(Rows from a dataset)
* * * * * * *

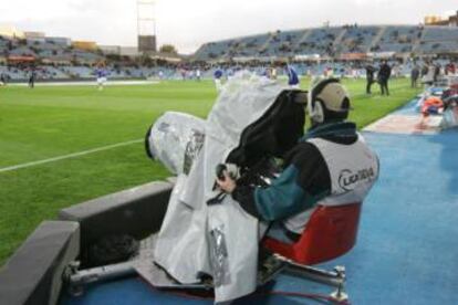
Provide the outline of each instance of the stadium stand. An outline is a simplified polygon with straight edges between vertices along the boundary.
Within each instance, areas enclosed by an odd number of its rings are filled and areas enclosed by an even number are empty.
[[[228,71],[248,69],[264,74],[277,60],[294,63],[301,75],[351,75],[363,77],[366,59],[388,59],[400,75],[408,75],[408,59],[426,56],[445,66],[458,56],[458,28],[441,25],[358,25],[322,27],[274,31],[227,39],[201,45],[184,61],[150,60],[104,54],[102,50],[72,46],[70,39],[20,40],[0,35],[0,73],[11,81],[23,81],[30,71],[38,80],[92,80],[94,67],[106,64],[110,78],[192,78],[199,69],[212,77],[217,67]],[[439,62],[440,56],[446,56]],[[429,60],[428,60],[429,61]],[[423,64],[421,60],[417,60]],[[282,71],[278,71],[282,74]]]

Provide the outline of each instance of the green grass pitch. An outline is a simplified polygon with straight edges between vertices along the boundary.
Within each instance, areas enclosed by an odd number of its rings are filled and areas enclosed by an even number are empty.
[[[366,96],[364,81],[344,83],[353,97],[351,119],[360,128],[418,93],[408,80],[392,81],[389,97]],[[0,169],[140,139],[164,112],[205,117],[215,98],[210,81],[108,86],[101,92],[95,86],[0,87]],[[60,209],[168,176],[146,157],[143,143],[0,172],[0,265]]]

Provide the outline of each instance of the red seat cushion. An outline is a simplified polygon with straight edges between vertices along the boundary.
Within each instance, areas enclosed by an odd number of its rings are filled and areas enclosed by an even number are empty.
[[[288,244],[266,238],[263,245],[296,263],[308,265],[339,257],[356,243],[361,206],[319,206],[298,242]]]

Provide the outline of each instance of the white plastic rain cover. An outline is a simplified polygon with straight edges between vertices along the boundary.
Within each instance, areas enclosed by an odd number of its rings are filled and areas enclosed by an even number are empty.
[[[211,275],[217,303],[256,290],[261,229],[258,220],[230,196],[220,204],[207,204],[219,193],[214,190],[215,169],[239,145],[242,130],[260,118],[285,88],[264,77],[236,75],[223,86],[205,123],[204,144],[189,173],[177,170],[155,261],[180,283],[197,283],[202,273]],[[179,115],[167,115],[167,124],[184,126]],[[160,118],[159,124],[165,120]],[[155,133],[153,128],[150,137]],[[176,151],[183,154],[183,147],[176,146]]]

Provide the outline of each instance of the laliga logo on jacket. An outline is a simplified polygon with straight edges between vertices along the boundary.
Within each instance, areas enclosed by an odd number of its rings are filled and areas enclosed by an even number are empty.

* * * * * * *

#### Directions for this task:
Give the material again exactly as it is, but keep the pictures out.

#### Full output:
Provide the outline of each instance of the stadium stand. An outline is a simplified polygon with straight edges between vertices along the boundary.
Within each instance, areas enclosed by an odd number of its rings are filled and areas enclosed by an even number are empty.
[[[228,71],[248,69],[264,74],[277,60],[294,63],[301,75],[351,75],[363,77],[366,59],[388,59],[400,75],[408,75],[408,59],[426,56],[445,66],[458,56],[458,28],[441,25],[358,25],[322,27],[274,31],[227,39],[201,45],[184,61],[150,60],[104,54],[102,50],[72,46],[70,39],[20,40],[0,35],[0,73],[11,81],[23,81],[30,71],[38,80],[92,80],[94,67],[106,64],[110,78],[192,78],[199,69],[212,77],[217,67]],[[439,62],[440,56],[446,56]],[[429,60],[428,60],[429,61]],[[423,64],[421,60],[417,60]],[[282,71],[278,71],[282,74]]]

Provide the outline of each instance of the green grass pitch. An outline is a simplified polygon with straight edges between vertices along the boundary.
Within each instance, areas enclosed by an odd number of its rings are filled and areas enclosed by an even number are empty.
[[[366,96],[364,81],[344,83],[353,97],[351,119],[360,128],[418,93],[408,80],[392,81],[389,97]],[[0,169],[140,139],[164,112],[205,117],[215,98],[210,81],[108,86],[101,92],[95,86],[0,87]],[[60,209],[168,176],[146,157],[143,143],[0,172],[0,265]]]

Provide the outline of each instance of the red seat cushion. An outline is a simplified polygon with straight edges between vertices along the boundary.
Within each instance, areas enclosed by an odd number of its rings are filled and areas enclosed by an even number are empty.
[[[288,244],[266,238],[263,245],[296,263],[308,265],[339,257],[356,243],[361,206],[319,206],[298,242]]]

Provide the outline of each instance of the white plastic rain cover. An outline is a simplified polygon with straight edges between vertices along the boundary.
Within each instance, areas enclosed by an odd number of its rings are filled and areas enclosed by an even number are empty.
[[[211,275],[217,303],[256,290],[261,229],[258,220],[230,196],[220,204],[207,204],[219,193],[214,190],[215,169],[239,145],[242,130],[260,118],[285,88],[264,77],[236,75],[223,86],[205,123],[204,144],[189,173],[177,170],[155,261],[180,283],[197,283],[202,273]],[[179,115],[167,115],[167,124],[184,126]],[[160,118],[159,124],[165,120]],[[155,133],[153,128],[150,137]],[[176,151],[183,154],[183,147],[176,146]]]

Provide the outline of each instance of the laliga logo on jacket. An outline is a simplified polygon with straight edges between vertices along the boundary.
Within each instance, areas enclosed by an odd number of its rings are filled and areas enclosed by an even number are empty.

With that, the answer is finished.